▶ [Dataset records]

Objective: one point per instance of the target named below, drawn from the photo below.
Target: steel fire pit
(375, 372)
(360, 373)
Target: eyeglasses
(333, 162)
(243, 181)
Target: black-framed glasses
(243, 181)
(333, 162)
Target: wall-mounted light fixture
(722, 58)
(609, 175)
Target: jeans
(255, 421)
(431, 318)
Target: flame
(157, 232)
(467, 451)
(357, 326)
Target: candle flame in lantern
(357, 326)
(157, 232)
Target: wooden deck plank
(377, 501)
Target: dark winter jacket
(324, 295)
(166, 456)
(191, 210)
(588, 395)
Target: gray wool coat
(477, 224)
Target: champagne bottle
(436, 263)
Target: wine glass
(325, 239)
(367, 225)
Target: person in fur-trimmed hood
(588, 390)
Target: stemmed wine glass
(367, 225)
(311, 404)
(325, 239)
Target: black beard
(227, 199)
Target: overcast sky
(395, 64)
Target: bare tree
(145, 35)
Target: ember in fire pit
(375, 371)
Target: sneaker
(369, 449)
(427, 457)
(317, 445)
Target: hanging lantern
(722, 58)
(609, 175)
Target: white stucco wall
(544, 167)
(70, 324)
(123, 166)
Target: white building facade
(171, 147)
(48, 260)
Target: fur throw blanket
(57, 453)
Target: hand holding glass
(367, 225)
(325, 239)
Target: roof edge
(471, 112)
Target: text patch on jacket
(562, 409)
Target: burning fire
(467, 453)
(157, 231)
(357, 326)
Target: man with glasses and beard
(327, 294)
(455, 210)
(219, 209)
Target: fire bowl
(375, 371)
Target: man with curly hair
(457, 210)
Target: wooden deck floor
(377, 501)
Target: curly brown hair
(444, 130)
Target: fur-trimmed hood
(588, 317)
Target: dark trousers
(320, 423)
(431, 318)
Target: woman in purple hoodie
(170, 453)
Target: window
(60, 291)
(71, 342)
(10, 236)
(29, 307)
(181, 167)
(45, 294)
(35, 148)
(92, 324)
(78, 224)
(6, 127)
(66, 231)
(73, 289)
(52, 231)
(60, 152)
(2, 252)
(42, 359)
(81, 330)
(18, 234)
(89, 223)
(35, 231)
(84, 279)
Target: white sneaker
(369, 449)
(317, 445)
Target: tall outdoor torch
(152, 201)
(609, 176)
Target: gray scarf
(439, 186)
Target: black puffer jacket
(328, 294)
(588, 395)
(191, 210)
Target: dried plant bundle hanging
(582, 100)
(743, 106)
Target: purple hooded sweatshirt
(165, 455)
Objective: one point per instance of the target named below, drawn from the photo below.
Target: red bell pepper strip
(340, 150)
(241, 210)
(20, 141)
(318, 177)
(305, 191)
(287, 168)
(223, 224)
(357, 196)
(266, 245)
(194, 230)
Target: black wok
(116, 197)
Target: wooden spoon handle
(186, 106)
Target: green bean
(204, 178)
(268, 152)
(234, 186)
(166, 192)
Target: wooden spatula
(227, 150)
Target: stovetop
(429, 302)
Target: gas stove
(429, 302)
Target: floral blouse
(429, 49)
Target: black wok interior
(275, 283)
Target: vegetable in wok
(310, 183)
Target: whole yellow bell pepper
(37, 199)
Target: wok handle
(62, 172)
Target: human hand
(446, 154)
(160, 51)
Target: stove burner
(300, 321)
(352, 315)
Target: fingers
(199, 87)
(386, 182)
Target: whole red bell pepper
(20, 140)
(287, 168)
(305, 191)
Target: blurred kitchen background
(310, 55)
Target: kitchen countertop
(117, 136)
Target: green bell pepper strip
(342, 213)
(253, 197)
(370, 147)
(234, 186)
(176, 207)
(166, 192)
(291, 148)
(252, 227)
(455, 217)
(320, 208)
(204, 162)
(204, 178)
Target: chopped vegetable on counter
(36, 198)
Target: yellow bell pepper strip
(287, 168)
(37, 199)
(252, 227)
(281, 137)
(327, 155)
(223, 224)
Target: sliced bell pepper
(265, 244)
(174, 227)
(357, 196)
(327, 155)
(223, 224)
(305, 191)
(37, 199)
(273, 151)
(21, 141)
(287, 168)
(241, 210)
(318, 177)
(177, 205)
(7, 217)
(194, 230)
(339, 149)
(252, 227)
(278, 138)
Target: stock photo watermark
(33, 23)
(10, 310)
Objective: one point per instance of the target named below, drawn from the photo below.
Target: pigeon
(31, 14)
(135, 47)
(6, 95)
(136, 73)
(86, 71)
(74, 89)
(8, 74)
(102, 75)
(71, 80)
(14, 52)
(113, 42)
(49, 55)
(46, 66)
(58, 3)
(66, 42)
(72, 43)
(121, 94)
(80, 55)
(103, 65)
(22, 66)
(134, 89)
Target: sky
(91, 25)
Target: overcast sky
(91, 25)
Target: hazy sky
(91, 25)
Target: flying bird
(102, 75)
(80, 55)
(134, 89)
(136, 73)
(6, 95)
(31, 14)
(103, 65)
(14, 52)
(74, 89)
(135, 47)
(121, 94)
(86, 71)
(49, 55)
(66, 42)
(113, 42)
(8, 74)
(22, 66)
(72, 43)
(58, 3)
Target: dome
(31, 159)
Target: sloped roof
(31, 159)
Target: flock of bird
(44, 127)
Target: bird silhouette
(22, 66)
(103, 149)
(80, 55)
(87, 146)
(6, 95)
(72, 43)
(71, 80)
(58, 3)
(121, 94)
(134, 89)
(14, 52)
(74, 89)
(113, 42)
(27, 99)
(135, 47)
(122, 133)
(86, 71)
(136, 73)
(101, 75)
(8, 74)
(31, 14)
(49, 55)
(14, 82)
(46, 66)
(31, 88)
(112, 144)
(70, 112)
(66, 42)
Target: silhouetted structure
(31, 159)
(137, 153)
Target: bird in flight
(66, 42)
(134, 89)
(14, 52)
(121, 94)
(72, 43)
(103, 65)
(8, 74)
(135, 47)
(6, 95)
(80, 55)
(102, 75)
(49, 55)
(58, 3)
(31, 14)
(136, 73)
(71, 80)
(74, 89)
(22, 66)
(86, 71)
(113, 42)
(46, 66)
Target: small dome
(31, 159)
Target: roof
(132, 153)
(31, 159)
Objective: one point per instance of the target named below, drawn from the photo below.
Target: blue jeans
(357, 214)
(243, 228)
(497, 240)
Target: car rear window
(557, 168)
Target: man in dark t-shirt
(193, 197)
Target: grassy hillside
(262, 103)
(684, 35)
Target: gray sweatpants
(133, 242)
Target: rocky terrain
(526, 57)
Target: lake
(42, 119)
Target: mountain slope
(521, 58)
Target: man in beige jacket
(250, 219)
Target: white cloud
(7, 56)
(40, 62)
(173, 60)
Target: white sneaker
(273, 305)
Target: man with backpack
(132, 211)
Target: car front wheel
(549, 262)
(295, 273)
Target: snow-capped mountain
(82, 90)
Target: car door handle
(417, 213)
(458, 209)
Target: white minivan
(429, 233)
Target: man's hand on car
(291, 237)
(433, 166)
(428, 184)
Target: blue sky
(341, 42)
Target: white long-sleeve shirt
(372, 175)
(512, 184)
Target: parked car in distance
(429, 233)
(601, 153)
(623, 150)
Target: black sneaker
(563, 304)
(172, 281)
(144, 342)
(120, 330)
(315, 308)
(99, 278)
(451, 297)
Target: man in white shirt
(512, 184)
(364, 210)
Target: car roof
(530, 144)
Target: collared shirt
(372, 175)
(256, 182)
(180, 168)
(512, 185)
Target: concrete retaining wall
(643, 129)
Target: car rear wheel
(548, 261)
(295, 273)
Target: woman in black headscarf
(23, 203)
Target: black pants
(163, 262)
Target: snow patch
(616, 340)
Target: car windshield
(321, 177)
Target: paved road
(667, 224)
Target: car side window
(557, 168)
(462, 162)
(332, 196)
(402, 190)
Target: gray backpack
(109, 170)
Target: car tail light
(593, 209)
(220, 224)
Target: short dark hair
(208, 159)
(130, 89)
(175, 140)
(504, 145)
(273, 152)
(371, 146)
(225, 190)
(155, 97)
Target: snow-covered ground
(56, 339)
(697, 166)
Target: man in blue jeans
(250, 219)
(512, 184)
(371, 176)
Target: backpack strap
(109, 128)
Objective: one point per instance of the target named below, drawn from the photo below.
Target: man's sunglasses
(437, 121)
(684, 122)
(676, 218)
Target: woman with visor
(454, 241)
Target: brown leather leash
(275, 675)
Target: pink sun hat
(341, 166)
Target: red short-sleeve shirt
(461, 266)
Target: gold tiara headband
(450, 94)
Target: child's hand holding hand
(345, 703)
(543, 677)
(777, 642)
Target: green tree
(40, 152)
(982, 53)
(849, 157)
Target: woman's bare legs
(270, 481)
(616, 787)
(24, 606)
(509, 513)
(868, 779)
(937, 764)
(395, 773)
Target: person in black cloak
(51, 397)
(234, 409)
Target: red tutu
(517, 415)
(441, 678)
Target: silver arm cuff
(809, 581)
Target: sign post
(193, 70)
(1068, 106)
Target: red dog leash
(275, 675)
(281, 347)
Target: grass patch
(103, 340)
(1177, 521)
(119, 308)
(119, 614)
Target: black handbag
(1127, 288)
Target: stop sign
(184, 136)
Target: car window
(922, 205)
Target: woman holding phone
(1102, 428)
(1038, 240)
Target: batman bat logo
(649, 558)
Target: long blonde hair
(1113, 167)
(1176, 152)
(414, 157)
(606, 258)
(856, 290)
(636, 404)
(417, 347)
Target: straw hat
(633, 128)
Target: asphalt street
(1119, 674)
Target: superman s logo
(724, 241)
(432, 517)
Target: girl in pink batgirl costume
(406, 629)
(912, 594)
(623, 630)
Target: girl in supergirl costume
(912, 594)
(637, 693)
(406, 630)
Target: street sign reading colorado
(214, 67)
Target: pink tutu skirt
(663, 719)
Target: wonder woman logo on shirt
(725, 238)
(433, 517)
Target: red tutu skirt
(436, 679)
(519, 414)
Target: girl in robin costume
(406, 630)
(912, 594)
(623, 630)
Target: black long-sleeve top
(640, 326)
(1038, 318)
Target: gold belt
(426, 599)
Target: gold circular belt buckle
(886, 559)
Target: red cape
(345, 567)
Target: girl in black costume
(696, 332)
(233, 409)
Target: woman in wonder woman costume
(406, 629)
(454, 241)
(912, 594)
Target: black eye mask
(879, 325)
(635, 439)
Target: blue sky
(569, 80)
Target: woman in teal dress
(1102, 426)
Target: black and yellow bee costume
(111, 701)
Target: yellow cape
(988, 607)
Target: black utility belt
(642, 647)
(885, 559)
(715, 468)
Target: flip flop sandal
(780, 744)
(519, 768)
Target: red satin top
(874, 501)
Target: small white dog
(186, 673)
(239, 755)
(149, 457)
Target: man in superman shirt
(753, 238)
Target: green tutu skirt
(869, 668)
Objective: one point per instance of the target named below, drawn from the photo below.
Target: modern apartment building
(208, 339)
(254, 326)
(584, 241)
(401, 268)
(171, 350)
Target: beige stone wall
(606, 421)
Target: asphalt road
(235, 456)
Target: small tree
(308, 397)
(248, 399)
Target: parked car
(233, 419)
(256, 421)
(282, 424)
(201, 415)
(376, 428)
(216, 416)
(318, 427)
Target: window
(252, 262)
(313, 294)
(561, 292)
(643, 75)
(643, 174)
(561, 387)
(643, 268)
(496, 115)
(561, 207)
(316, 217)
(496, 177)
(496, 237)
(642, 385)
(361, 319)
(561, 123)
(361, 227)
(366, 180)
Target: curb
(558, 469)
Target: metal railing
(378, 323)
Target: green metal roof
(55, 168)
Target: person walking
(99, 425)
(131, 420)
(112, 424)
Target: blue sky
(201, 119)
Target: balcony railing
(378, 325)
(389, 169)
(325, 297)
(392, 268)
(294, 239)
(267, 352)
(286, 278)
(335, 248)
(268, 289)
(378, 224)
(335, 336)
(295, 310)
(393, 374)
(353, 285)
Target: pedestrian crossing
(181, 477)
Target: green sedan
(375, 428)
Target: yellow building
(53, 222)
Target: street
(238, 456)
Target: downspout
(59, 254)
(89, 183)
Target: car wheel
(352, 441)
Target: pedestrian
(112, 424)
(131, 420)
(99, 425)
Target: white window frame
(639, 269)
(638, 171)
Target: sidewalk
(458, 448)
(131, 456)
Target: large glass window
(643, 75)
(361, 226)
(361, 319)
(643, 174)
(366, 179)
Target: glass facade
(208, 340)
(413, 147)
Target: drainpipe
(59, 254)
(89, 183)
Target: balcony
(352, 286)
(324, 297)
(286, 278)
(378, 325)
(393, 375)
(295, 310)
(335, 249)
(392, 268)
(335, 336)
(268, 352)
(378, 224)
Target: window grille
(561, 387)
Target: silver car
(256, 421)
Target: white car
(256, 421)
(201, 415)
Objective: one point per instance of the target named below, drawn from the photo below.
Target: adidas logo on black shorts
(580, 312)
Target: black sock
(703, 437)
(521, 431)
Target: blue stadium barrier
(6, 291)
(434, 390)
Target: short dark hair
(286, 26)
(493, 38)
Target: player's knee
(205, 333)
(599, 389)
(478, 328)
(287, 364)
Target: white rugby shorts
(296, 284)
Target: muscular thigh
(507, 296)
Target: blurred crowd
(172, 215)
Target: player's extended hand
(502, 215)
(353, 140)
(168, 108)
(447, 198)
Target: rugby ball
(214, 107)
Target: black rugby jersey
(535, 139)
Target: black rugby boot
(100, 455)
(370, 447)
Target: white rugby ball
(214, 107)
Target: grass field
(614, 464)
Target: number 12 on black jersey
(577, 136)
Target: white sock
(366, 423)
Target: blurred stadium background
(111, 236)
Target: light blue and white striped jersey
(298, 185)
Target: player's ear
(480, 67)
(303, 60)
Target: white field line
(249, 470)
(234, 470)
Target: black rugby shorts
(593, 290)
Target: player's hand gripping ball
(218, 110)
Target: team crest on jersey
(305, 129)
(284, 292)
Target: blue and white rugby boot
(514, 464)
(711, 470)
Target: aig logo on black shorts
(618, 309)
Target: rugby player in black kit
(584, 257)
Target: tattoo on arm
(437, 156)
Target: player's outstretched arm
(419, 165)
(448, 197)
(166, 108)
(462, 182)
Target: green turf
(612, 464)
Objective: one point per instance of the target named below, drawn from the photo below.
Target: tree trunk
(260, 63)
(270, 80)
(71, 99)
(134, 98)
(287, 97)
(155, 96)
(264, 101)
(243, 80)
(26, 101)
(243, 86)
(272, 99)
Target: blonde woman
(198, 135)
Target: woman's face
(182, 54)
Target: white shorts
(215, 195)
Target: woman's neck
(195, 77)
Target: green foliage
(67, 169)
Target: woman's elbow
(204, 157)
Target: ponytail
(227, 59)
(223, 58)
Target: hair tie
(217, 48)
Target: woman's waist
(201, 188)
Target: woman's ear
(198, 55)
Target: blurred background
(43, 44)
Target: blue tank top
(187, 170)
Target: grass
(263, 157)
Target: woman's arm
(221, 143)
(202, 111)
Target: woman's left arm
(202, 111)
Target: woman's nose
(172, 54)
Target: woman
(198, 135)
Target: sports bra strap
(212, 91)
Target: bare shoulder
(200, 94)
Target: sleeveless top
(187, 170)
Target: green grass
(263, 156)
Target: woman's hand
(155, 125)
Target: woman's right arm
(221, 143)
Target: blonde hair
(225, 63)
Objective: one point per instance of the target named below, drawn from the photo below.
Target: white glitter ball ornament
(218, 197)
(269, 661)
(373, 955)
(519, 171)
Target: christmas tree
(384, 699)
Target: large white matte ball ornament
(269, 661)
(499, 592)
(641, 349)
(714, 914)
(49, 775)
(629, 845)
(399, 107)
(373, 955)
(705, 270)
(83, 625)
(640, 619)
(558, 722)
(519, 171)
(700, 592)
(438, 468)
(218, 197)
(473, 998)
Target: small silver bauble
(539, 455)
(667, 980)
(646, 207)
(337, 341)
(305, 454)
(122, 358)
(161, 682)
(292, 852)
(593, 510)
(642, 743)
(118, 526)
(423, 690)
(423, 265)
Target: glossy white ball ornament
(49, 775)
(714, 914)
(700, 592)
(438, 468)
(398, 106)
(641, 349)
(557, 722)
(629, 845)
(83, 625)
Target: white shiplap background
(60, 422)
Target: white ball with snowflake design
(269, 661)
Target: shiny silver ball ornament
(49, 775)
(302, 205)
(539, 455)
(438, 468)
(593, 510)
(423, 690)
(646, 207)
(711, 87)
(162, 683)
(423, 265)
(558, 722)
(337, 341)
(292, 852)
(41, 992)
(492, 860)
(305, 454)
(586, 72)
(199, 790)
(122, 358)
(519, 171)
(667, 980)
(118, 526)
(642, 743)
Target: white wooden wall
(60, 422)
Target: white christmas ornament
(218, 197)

▶ [EXERCISE REQUIREMENTS]
Quote only the lines from the line containing "Target: small silver bauble" through the end of the entries, keeping the first and the last.

▶ [THE COMPLETED TASK]
Target: small silver bauble
(539, 455)
(667, 980)
(646, 207)
(337, 341)
(305, 454)
(122, 358)
(161, 682)
(292, 852)
(593, 510)
(642, 743)
(118, 526)
(423, 690)
(423, 265)
Target: glossy white ball ornament
(49, 775)
(714, 914)
(700, 592)
(438, 468)
(398, 106)
(641, 349)
(557, 722)
(629, 845)
(83, 625)
Target: white shiplap background
(60, 422)
Target: white ball with snowflake design
(269, 661)
Target: shiny silver ball ornament
(49, 775)
(302, 205)
(539, 455)
(438, 468)
(593, 510)
(423, 690)
(646, 207)
(711, 87)
(162, 683)
(423, 265)
(558, 722)
(337, 341)
(292, 852)
(41, 992)
(492, 860)
(305, 454)
(586, 72)
(199, 790)
(122, 358)
(519, 171)
(667, 980)
(118, 526)
(642, 743)
Target: white wooden wall
(60, 422)
Target: white christmas ornament
(218, 197)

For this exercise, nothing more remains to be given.